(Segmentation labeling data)
================================
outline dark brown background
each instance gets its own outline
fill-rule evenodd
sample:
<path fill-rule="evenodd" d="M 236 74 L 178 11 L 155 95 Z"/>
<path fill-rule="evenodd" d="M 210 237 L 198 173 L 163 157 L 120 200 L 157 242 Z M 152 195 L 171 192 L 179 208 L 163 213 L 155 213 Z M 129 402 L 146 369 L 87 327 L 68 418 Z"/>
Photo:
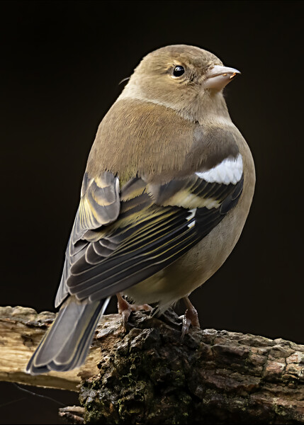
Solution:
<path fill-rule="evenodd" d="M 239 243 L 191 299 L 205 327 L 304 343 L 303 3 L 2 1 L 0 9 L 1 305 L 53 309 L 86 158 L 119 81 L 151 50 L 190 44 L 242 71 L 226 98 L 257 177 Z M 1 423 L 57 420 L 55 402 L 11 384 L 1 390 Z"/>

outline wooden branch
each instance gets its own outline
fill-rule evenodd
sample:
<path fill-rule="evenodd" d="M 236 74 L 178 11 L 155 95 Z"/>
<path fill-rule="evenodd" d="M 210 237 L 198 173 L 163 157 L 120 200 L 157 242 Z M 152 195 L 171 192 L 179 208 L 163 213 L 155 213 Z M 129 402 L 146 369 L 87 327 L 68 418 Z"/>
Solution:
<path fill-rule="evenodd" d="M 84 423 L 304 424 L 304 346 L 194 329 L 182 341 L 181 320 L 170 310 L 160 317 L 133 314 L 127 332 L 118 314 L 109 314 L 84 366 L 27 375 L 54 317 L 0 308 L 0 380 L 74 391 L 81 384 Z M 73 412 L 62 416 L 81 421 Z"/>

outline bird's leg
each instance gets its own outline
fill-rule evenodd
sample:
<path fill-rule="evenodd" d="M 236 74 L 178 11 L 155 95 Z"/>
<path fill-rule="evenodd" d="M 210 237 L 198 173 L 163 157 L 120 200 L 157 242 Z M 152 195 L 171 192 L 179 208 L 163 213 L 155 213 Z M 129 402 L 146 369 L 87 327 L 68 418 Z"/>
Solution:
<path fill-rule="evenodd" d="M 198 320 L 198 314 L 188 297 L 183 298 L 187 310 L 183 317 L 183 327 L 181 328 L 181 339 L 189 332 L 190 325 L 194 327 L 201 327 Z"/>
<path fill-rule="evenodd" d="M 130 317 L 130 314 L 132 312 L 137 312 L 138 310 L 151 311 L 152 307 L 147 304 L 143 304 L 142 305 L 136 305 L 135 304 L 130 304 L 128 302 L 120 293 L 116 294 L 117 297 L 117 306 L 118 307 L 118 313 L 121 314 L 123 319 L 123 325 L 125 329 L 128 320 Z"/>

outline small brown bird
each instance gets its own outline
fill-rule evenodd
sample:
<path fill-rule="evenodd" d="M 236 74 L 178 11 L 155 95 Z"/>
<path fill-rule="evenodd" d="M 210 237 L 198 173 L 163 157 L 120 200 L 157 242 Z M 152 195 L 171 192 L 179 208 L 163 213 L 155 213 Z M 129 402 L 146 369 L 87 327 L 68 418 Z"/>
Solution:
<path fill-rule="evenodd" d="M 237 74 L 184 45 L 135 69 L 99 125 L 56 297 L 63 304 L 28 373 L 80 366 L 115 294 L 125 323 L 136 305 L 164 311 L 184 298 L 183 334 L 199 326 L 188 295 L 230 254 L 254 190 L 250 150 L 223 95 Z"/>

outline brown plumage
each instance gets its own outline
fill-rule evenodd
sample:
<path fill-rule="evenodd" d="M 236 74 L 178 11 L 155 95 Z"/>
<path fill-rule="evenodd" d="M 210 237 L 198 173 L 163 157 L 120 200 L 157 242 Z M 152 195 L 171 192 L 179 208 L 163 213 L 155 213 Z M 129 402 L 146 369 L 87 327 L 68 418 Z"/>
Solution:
================================
Instruction
Rescale the data starting at the line that has "outline bird's leg" and stopping after the line that has "198 320 L 198", reproducing every line in that span and nothing else. Multiply each coordinate in the answer outline by 2.5 and round to whole numbers with halves going up, but leave the sample paths and all other lines unchanged.

Written answer
outline bird's leg
each instance gets its own outline
fill-rule evenodd
sample:
<path fill-rule="evenodd" d="M 236 74 L 178 11 L 155 95 Z"/>
<path fill-rule="evenodd" d="M 210 237 L 198 173 L 163 157 L 120 200 L 157 242 Z M 152 195 L 171 192 L 179 208 L 163 213 L 155 213 Z M 129 402 L 146 369 L 87 327 L 68 418 Z"/>
Solution:
<path fill-rule="evenodd" d="M 495 800 L 495 785 L 470 743 L 458 745 L 468 775 L 458 793 L 458 818 L 453 820 L 453 848 L 473 830 L 475 813 L 485 818 L 503 818 Z"/>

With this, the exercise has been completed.